[Collection entries]

——————————

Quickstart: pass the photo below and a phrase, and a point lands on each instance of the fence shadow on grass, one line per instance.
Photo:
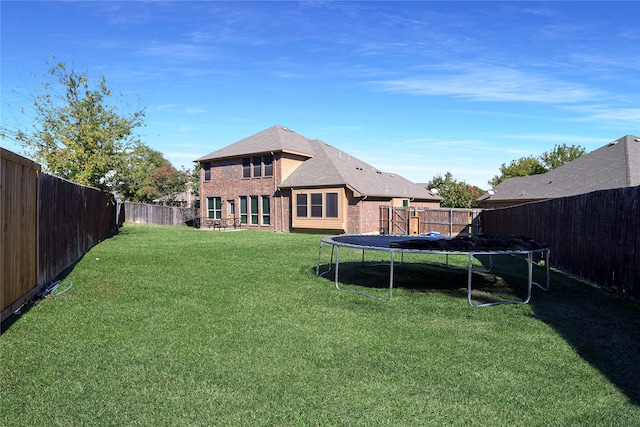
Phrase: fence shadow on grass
(604, 329)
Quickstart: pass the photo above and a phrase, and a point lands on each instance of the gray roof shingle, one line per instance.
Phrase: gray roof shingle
(614, 165)
(275, 139)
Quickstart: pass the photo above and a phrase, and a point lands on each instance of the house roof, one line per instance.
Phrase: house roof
(614, 165)
(331, 166)
(275, 139)
(325, 166)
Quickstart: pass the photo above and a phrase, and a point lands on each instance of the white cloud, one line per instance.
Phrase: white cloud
(491, 83)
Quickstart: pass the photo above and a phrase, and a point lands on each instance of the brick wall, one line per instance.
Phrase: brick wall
(227, 182)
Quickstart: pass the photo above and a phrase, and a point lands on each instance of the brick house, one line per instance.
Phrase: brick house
(281, 181)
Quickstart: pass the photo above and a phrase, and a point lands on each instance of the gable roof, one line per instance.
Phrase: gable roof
(325, 165)
(275, 139)
(614, 165)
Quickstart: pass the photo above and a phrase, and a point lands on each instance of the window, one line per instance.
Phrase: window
(256, 167)
(316, 205)
(254, 210)
(246, 168)
(268, 165)
(266, 211)
(214, 207)
(243, 210)
(324, 205)
(301, 205)
(332, 205)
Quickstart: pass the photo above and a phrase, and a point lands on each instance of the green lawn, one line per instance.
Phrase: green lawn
(177, 326)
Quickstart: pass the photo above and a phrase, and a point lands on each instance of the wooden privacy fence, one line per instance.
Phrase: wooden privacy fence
(158, 214)
(19, 236)
(48, 224)
(594, 236)
(72, 219)
(403, 220)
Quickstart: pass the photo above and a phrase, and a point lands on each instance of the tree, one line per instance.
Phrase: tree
(525, 166)
(132, 179)
(76, 135)
(560, 155)
(456, 194)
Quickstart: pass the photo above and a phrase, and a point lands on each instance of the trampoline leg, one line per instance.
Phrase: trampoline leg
(529, 284)
(319, 257)
(546, 262)
(337, 282)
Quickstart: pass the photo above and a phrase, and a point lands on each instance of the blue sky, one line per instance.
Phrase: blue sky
(414, 88)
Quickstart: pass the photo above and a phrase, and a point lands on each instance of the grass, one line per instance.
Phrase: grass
(176, 326)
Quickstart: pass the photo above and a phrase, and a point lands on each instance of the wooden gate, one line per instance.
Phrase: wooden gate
(416, 221)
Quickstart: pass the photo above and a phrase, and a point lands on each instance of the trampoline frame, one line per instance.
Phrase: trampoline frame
(336, 245)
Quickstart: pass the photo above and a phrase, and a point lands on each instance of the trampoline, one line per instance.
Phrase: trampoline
(469, 246)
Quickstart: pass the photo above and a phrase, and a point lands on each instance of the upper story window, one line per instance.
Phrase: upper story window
(268, 165)
(246, 168)
(256, 167)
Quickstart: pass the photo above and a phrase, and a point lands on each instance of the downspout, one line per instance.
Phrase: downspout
(361, 207)
(275, 189)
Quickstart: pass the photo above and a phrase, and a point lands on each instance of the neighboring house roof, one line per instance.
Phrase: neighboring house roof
(325, 166)
(614, 165)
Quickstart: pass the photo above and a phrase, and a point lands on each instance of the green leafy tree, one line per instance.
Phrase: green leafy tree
(456, 194)
(524, 166)
(548, 160)
(560, 155)
(76, 135)
(133, 176)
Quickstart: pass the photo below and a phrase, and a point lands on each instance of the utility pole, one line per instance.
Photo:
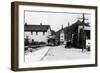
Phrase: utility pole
(83, 28)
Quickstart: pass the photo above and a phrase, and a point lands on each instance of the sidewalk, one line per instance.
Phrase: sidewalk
(36, 56)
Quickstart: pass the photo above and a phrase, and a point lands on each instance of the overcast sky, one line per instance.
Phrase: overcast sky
(55, 20)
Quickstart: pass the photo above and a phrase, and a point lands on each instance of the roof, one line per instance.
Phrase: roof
(42, 28)
(71, 29)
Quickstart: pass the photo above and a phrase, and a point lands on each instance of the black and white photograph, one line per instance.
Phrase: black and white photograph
(51, 36)
(54, 36)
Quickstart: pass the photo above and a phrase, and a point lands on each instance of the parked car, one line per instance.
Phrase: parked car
(88, 44)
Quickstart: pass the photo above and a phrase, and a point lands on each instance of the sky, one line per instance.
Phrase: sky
(54, 19)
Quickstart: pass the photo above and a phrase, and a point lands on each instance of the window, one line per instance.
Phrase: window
(36, 33)
(31, 33)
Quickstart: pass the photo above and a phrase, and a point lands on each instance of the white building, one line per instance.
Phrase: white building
(38, 33)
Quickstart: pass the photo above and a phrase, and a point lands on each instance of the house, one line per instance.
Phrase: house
(38, 33)
(62, 36)
(72, 32)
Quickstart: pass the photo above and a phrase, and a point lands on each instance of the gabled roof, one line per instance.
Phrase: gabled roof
(41, 28)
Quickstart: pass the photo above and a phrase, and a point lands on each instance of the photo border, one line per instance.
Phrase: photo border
(15, 34)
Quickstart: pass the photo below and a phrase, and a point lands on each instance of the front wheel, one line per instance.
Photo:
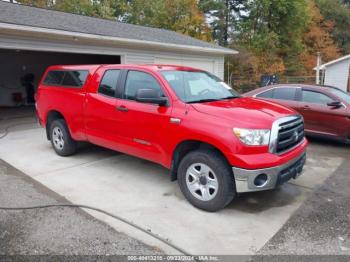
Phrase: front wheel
(206, 180)
(61, 140)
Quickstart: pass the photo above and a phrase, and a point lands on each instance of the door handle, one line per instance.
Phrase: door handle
(122, 109)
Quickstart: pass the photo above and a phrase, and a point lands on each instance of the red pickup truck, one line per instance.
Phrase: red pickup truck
(215, 143)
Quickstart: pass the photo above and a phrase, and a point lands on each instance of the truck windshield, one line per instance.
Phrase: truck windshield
(198, 86)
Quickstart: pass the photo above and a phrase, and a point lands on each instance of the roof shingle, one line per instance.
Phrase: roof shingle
(44, 18)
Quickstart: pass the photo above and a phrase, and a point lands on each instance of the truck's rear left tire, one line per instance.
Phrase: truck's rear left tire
(206, 180)
(61, 140)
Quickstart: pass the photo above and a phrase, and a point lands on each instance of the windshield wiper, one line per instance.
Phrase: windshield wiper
(203, 100)
(228, 97)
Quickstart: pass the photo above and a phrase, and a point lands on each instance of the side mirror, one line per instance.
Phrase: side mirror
(150, 96)
(335, 104)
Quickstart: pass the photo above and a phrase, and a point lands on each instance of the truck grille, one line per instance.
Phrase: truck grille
(290, 134)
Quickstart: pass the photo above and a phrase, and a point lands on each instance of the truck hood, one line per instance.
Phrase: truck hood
(245, 112)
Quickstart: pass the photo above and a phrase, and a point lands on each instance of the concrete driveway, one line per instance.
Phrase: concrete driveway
(141, 192)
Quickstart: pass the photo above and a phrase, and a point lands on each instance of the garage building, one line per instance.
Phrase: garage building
(32, 38)
(337, 73)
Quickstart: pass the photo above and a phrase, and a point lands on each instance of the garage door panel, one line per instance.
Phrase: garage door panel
(207, 65)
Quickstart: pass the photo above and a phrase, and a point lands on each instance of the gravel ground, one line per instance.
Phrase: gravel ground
(54, 231)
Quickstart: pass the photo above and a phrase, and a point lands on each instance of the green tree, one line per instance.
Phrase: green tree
(338, 12)
(95, 8)
(273, 31)
(223, 17)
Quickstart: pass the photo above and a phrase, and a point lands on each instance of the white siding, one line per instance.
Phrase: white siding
(337, 74)
(139, 58)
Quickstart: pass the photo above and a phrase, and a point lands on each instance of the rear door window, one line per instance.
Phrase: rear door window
(74, 78)
(54, 78)
(314, 97)
(108, 85)
(140, 80)
(266, 94)
(284, 93)
(66, 78)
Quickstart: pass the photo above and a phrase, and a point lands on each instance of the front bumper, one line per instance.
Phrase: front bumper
(269, 178)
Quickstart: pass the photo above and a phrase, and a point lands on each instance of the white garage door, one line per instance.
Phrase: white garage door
(204, 64)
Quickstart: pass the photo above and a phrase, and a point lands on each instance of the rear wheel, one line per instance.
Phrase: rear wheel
(61, 140)
(206, 180)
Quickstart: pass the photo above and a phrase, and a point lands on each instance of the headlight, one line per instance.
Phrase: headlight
(253, 137)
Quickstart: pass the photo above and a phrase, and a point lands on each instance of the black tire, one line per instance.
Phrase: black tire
(69, 145)
(226, 190)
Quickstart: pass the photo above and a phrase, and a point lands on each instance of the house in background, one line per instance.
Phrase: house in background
(336, 73)
(31, 39)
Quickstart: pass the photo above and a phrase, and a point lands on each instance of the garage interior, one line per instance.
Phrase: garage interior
(22, 70)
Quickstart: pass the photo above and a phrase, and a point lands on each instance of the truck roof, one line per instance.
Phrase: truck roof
(154, 67)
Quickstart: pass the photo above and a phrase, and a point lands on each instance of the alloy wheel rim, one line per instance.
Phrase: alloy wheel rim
(202, 182)
(57, 138)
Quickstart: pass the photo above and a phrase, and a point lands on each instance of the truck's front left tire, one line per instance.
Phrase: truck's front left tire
(206, 180)
(61, 140)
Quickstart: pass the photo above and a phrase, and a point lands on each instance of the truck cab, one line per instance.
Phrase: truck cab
(214, 142)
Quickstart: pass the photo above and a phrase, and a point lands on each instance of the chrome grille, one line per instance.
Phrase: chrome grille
(287, 133)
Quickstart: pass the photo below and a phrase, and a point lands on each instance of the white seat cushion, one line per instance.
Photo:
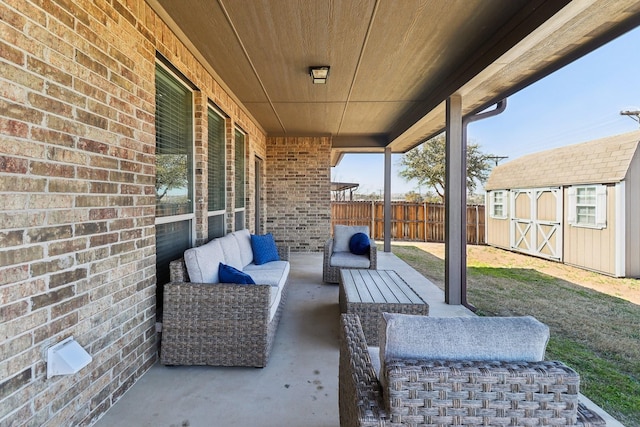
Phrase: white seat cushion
(202, 262)
(342, 235)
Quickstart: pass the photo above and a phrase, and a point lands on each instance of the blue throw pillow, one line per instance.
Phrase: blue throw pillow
(359, 244)
(264, 248)
(230, 274)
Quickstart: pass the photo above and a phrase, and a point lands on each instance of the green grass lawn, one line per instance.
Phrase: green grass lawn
(596, 334)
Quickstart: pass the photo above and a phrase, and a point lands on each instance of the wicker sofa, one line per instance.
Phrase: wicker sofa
(222, 324)
(337, 255)
(428, 392)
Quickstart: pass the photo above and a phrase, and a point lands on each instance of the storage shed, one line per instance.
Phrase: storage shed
(578, 204)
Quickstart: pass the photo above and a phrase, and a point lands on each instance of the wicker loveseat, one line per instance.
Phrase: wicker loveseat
(423, 392)
(223, 324)
(337, 254)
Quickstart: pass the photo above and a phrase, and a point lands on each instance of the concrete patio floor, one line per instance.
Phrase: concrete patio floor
(298, 387)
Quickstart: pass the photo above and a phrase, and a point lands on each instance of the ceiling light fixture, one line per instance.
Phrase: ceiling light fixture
(319, 75)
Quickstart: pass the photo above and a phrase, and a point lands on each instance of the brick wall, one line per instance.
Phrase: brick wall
(299, 191)
(77, 173)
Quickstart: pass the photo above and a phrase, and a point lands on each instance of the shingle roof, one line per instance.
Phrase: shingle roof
(601, 161)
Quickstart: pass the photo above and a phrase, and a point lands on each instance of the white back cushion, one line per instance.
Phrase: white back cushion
(508, 339)
(343, 233)
(231, 251)
(202, 262)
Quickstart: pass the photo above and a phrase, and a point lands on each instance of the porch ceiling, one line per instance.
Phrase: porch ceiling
(393, 63)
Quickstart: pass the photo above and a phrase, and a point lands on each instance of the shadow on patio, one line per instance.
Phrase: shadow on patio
(298, 387)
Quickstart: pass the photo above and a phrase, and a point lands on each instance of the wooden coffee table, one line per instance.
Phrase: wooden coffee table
(368, 293)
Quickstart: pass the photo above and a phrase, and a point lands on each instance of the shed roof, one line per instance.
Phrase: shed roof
(600, 161)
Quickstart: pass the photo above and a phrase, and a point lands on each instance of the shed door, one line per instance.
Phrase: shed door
(536, 222)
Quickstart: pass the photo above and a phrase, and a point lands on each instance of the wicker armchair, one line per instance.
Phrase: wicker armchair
(443, 393)
(331, 267)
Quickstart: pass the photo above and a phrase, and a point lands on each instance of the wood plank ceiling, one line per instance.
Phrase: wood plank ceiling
(393, 62)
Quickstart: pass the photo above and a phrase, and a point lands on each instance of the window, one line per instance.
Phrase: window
(239, 179)
(174, 172)
(498, 204)
(216, 182)
(588, 206)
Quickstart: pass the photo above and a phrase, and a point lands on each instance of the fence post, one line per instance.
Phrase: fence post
(373, 219)
(424, 214)
(477, 226)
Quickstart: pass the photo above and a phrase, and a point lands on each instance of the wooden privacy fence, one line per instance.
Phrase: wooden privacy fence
(422, 222)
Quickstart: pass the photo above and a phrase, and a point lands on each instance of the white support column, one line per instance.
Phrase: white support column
(387, 199)
(455, 204)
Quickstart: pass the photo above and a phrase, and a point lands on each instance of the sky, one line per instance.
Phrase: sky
(578, 103)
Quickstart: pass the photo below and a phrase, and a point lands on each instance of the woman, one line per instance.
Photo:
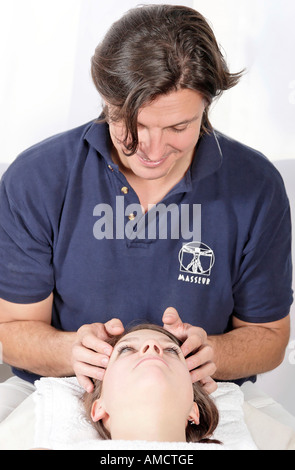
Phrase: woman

——————————

* [TRY IT]: Where the string "below" occurs in the data, return the whole line.

* [SOLUTION TO THE EXERCISE]:
Quickstart: pass the photo below and a phrase, and a point lands on each instance of the fence shadow on grass, one line per instance.
Quickstart: pass the photo below and a phrase, and a point lands on each instance of the utility pole, one line per instance.
Quickstart: pass the photo below and a phrase, and a point lands on each instance of the front wheel, one line per instance.
Quickstart: pass the photo below and a phrase, and a point lands on each instance of the white seat cushion, one line per instance.
Quickstart: pass the photo below and a phrase, and a point lands on each instance of the woman, one line per instance.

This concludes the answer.